_Referring expression data_
━━━━

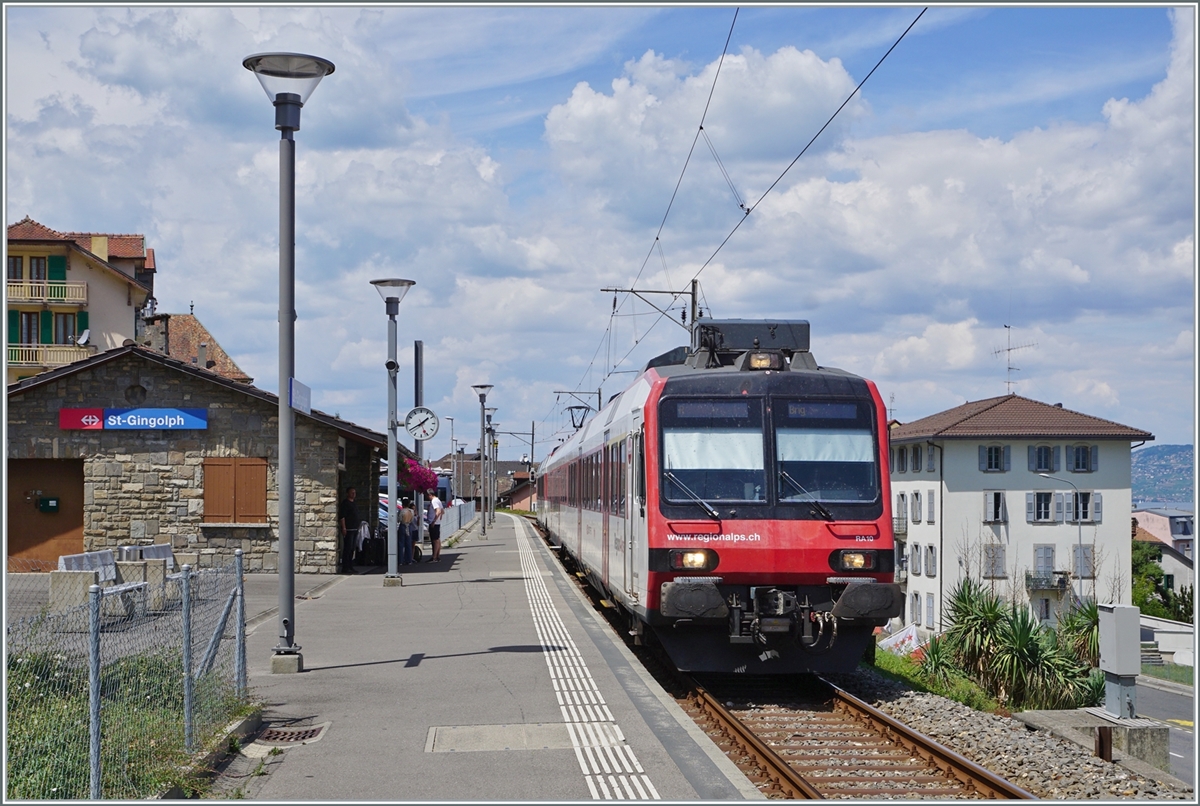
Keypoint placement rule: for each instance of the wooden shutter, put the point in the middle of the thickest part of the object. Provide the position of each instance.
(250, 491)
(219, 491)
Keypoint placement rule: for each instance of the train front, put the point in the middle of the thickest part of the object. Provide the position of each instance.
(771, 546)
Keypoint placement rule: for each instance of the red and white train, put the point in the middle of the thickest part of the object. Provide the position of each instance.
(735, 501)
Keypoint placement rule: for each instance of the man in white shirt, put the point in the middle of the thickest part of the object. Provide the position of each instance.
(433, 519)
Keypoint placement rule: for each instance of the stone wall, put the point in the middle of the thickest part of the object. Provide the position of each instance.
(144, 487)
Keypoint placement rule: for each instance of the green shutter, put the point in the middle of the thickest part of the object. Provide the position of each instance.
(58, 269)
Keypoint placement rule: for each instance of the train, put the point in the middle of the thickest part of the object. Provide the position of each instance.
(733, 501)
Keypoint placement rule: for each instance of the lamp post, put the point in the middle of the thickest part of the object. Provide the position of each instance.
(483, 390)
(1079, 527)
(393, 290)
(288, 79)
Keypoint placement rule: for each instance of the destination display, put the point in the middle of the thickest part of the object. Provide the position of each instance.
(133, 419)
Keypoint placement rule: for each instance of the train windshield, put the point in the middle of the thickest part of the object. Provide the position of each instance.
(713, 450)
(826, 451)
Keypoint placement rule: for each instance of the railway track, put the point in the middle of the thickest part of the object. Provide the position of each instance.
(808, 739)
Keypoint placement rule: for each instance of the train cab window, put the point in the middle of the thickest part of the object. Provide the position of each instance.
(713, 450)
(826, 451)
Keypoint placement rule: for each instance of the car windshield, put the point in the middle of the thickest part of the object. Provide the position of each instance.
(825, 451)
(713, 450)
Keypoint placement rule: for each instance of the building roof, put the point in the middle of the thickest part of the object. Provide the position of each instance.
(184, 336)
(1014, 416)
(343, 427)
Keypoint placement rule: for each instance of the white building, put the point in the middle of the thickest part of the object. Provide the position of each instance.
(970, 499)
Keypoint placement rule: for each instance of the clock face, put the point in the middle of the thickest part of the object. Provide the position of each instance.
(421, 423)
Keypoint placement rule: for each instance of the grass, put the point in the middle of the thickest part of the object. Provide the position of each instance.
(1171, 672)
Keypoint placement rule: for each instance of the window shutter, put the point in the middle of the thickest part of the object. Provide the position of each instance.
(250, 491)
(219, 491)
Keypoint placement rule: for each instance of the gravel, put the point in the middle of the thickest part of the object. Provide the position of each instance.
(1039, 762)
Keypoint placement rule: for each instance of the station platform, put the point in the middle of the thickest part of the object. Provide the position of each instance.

━━━━

_YOUR ASSIGNMENT_
What you return should match the records line for line, minus the pictures.

_ANSWER SPACE_
Keypoint placement rule: for each instance of the wooden shutter, put the point in the middle of the thickest part of the object. Provide the position of each instance.
(250, 491)
(219, 491)
Keypoint placement rule: for each instance of the train front, put the point in the middle of the thickest part of the object. Provide the position of each instance.
(771, 546)
Keypoint placement rule: for each instance of the red and white train, put the point in the middle of the thickest part of the object. Provide the position of each instance.
(735, 501)
Keypoint placement rule: for each instance of the man in white shirt, put the point in the middle of the thickest part of the object. Provide the position of each instance.
(433, 519)
Keypoint placement rule: for each instance of the stone wall, put the point in the middle of the thickest part of the object. Provide the position of each instance.
(144, 487)
Keypoint placement rule: for each instance of the green shutter, put the point in the middle of the thickest part of the object. Provide the position of each instance.
(58, 269)
Keypoint placement rule: for each instance of the train, put the point in the middle of the thickest part of the object. Provide the position of each instance.
(733, 501)
Keypoint placement rule: for each instance of the lamp post, put the point in the middle of the thickest part of the object. Provide the position of each instance.
(483, 390)
(1079, 527)
(393, 290)
(288, 79)
Keypoint placement rule: for each instance of the destination display, put the point in the middle of the thickest part of the object. Provide the position of each instance.
(133, 419)
Keypoint placement rule: for each instance of the train windshield, put the point in the middle of the thickest part of the object. Provide the position of each instance.
(713, 450)
(826, 451)
Keypoint placement rule: for each instance of the railway track, put the point in the middle of the thickest part of the object. Provide the position of each instance.
(808, 739)
Keypoint placement rule: for each instance of the train cab window, put the point in the middle of the thickest part of the object. Provide the position of each instance.
(713, 450)
(826, 451)
Keypoint placement rule: for each instance of the car windshield, put the point in the middle of the thickest part of the object. Provide the position of each instance.
(825, 451)
(713, 450)
Keypoint placement rule: for each instance of the building roof, put the point in the middle of the thickest part of the object. Provide the position of each instance.
(184, 336)
(1014, 416)
(343, 427)
Keypoint placement rule: for each instance of the white building, put the point in the middle of the thickest part of the object. Provide the position of each instance.
(970, 499)
Keypoint placement rule: for each instance of the clock face, put the point in the middle of the thickest part of the object. Provide the position of each instance.
(421, 423)
Keypoint placement rule: for each instance of the grass, put the point in the middle of the thickest part of the object. Provide the position of each instance.
(1171, 672)
Keypoint placement rule: for each instance of the window shutter, put the point in the middle of the thickest part of the object. Provide the position of each instance.
(250, 491)
(219, 491)
Keypoint placement rule: for each instance of the gravel, put the point in the middle of the thickest part of the object. Provide the position of each instance.
(1039, 762)
Keypoint placement rule: for each instance of the station platform, put the point in the middle of the thickest part of the object. Provide the position of each instance.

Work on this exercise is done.